## THE TASK
Copy the line containing "Tag neck above.", then all lines after it up to and including the final line of the material, exactly and without additions.

## AVAILABLE DATA
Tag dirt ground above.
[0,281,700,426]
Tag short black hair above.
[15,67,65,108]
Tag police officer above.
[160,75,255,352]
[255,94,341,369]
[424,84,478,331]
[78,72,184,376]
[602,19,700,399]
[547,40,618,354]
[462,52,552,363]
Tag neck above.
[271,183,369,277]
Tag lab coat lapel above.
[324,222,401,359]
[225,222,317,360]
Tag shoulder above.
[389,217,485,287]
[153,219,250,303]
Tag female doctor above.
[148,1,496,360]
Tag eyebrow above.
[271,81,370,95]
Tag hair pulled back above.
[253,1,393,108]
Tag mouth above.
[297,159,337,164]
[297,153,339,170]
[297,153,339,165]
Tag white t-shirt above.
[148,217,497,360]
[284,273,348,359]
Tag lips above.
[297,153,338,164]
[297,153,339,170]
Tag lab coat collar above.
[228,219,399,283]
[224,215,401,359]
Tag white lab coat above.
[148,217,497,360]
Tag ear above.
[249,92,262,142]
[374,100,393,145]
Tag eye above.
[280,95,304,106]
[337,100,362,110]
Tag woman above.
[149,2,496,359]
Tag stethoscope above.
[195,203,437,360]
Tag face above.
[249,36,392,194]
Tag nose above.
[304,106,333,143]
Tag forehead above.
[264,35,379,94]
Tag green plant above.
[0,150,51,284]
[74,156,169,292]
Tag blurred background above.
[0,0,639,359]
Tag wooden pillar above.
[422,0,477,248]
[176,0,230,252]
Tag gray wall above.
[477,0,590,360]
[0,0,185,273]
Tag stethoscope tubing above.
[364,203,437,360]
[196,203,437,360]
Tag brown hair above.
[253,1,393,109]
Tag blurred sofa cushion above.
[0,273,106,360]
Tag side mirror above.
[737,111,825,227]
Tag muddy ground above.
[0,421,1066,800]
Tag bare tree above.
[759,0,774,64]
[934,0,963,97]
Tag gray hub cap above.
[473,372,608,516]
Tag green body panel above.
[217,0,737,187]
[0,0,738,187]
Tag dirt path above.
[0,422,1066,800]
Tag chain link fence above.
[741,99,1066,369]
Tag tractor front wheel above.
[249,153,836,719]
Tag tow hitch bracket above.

## FINISHED TASK
Tag neck above.
[271,183,369,277]
Tag lab coat lapel above.
[324,222,401,359]
[225,222,317,360]
Tag shoulder above.
[389,217,485,287]
[153,219,250,303]
Tag female doctor above.
[148,1,496,360]
Tag eyebrow above.
[271,81,370,95]
Tag hair pulled back above.
[253,1,393,108]
Tag mouth above.
[297,159,337,164]
[297,153,339,170]
[297,153,339,165]
Tag white t-shirt above.
[148,217,497,360]
[284,273,348,359]
Tag lips above.
[297,153,338,164]
[297,153,339,170]
Tag lab coat collar above.
[228,219,399,283]
[224,215,401,359]
Tag white lab coat above.
[148,217,497,360]
Tag ear above.
[249,92,262,142]
[374,100,393,145]
Tag eye above.
[280,95,304,106]
[337,100,362,110]
Tag woman above.
[149,2,496,359]
Tag stethoscope above.
[195,203,437,360]
Tag face above.
[249,36,392,194]
Tag nose above.
[304,106,333,143]
Tag forehead above.
[264,35,379,94]
Tag green plant above.
[0,150,51,284]
[74,156,169,292]
Tag blurred background above.
[0,0,639,359]
Tag wooden pillar above.
[422,0,477,248]
[176,0,230,252]
Tag gray wall above.
[477,0,590,360]
[0,0,185,273]
Tag stethoscope tubing above.
[364,203,437,360]
[196,203,437,360]
Tag brown hair above.
[253,1,393,109]
Tag blurred sofa cushion above.
[0,273,106,360]
Tag side mirror above.
[737,111,825,227]
Tag muddy ground above.
[0,421,1066,800]
Tag bare tree above.
[759,0,774,64]
[934,0,963,97]
Tag gray hub cap above.
[473,372,608,516]
Tag green body panel above.
[217,0,737,187]
[0,0,738,187]
Tag dirt path above.
[0,422,1066,800]
Tag chain link fence above.
[741,99,1066,369]
Tag tractor front wheel above.
[249,153,836,719]
Tag tow hitch bracket above.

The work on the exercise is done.